**WHAT YOU WILL DO**
Pull out every line of the data below that contains the word "target". Match case exactly.

━━ RECORDS FOR PROCESSING ━━

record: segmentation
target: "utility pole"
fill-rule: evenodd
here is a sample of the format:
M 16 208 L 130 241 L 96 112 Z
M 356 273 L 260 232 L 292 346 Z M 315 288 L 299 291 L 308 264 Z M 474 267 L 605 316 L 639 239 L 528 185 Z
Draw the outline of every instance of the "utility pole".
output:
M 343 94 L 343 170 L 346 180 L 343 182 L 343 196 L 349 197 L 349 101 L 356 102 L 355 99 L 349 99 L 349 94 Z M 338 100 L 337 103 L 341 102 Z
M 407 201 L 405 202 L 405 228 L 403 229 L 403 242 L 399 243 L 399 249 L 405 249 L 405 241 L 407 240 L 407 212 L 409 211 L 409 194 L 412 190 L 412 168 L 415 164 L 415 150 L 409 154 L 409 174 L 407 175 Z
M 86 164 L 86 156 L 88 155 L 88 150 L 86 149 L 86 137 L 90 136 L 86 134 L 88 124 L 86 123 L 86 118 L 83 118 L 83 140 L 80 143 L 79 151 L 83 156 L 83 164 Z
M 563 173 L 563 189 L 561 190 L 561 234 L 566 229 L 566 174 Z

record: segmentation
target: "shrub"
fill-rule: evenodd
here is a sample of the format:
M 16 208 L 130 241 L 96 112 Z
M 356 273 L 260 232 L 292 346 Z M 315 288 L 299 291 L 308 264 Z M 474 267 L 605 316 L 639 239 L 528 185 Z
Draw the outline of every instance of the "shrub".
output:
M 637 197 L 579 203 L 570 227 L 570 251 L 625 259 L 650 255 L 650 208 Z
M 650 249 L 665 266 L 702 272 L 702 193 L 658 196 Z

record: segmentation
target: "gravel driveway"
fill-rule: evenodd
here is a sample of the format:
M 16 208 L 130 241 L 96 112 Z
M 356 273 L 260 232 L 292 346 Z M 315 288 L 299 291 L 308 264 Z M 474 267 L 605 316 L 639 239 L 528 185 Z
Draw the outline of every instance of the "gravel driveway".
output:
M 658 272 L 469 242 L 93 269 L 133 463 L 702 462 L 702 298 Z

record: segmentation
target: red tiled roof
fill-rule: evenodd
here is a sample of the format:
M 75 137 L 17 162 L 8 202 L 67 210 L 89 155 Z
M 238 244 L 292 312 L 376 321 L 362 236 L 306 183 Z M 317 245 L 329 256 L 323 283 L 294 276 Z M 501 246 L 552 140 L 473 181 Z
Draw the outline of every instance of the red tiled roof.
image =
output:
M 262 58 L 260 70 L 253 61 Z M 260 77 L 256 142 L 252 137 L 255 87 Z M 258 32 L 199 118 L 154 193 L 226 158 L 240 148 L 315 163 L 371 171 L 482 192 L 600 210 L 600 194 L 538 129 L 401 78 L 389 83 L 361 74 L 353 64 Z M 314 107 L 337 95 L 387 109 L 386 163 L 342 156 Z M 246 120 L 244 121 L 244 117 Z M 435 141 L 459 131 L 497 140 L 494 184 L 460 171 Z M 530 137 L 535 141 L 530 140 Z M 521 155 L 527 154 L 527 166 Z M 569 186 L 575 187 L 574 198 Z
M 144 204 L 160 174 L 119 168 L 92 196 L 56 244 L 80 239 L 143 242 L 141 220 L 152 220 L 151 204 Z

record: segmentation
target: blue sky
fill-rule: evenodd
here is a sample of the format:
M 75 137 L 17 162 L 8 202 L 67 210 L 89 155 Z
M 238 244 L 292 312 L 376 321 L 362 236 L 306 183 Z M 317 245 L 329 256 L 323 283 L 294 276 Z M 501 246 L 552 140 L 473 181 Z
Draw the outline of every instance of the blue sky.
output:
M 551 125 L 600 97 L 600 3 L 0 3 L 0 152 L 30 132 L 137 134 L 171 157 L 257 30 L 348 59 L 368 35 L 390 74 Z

━━━

**ANSWER TO THIS TASK**
target: "utility pole"
target: "shrub"
target: "gravel driveway"
target: red tiled roof
target: blue sky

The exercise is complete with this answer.